課題文 ::
------------------------------------------------------------

プラスチックのリサイクル方法とは?現状の課題と国・企業の取り組みを解説

プラスチックをリサイクルする取り組みは、地球規模での環境問題解決に向けて不可欠な方法として、世界中で注目されています。しかし、その現状にはまだ多くの課題が存在し、各国や企業による積極的な取り組みが求められています。
この記事では、プラスチックのリサイクル方法をわかりやすく具体的に解説し、現在の課題、そしてそれらを克服するための国や企業の動きについて掘り下げていきます。

プラスチックのリサイクルで生まれるもの

プラスチックをリサイクルすると、様々な製品に生まれ変わり、資源の有効活用につながります。リサイクルされたプラスチックは、新たなプラスチック製品として利用されるだけでなく、化学製品の原料などにも再利用されることが可能です。

------------------------------------------------------------

掲載一覧 ::

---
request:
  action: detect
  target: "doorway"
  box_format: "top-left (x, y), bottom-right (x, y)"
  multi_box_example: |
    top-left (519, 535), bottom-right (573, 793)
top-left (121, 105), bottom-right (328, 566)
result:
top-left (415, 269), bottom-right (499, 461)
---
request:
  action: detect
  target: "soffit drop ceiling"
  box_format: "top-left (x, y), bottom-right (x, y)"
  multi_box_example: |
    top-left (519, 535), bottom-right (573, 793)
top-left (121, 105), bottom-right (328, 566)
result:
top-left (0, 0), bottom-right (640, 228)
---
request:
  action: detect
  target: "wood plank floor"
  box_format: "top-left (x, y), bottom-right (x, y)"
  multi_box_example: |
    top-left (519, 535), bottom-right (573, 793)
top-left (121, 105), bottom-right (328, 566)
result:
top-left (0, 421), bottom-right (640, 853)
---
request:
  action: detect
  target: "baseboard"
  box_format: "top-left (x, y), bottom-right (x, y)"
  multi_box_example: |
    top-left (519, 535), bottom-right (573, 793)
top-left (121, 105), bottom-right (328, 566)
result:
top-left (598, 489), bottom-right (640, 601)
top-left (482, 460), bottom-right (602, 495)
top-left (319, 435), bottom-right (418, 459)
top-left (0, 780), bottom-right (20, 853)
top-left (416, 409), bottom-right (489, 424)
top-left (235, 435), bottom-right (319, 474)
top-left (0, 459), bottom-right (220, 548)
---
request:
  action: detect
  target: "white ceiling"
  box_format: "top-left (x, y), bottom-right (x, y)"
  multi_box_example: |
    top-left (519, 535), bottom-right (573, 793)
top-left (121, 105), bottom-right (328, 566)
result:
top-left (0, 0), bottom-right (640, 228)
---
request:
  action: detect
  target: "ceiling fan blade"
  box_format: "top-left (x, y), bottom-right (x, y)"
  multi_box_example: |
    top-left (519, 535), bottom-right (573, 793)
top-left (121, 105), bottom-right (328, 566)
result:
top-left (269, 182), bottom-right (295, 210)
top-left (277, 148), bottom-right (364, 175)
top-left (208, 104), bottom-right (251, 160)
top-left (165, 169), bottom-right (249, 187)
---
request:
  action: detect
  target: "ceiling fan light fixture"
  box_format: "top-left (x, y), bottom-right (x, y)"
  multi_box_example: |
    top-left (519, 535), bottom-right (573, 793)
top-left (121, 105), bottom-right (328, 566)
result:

------------------------------------------------------------

指示 1 :: 次の(a)〜(c)が課題文の内容と合っているかどうかを「はい」か「いいえ」で答え、判断の根拠となる課題文の語句をそのまま引用してください。(a) この記事は、国や企業の動きについても取り上げている。(b) リサイクルされたプラスチックは、新たなプラスチック製品にしか使えない。(c) プラスチックのリサイクルの現状には、課題がほとんど残っていない。
指示 2 :: 課題文のうち、「プラスチックをリサイクルする取り組みは、」を含む語句で始まり「について掘り下げていきます。」で終わる部分を、「積極的な」を「継続的な」に置き換えて書き直してください。

解答例 1 ::
(a) はい。「現在の課題、そしてそれらを克服するための国や企業の動きについて掘り下げていきます」
(b) いいえ。「新たなプラスチック製品として利用されるだけでなく、化学製品の原料などにも再利用されることが可能です」
(c) いいえ。「その現状にはまだ多くの課題が存在し」

解答例 2 ::
プラスチックをリサイクルする取り組みは、地球規模での環境問題解決に向けて不可欠な方法として、世界中で注目されています。しかし、その現状にはまだ多くの課題が存在し、各国や企業による継続的な取り組みが求められています。
この記事では、プラスチックのリサイクル方法をわかりやすく具体的に解説し、現在の課題、そしてそれらを克服するための国や企業の動きについて掘り下げていきます。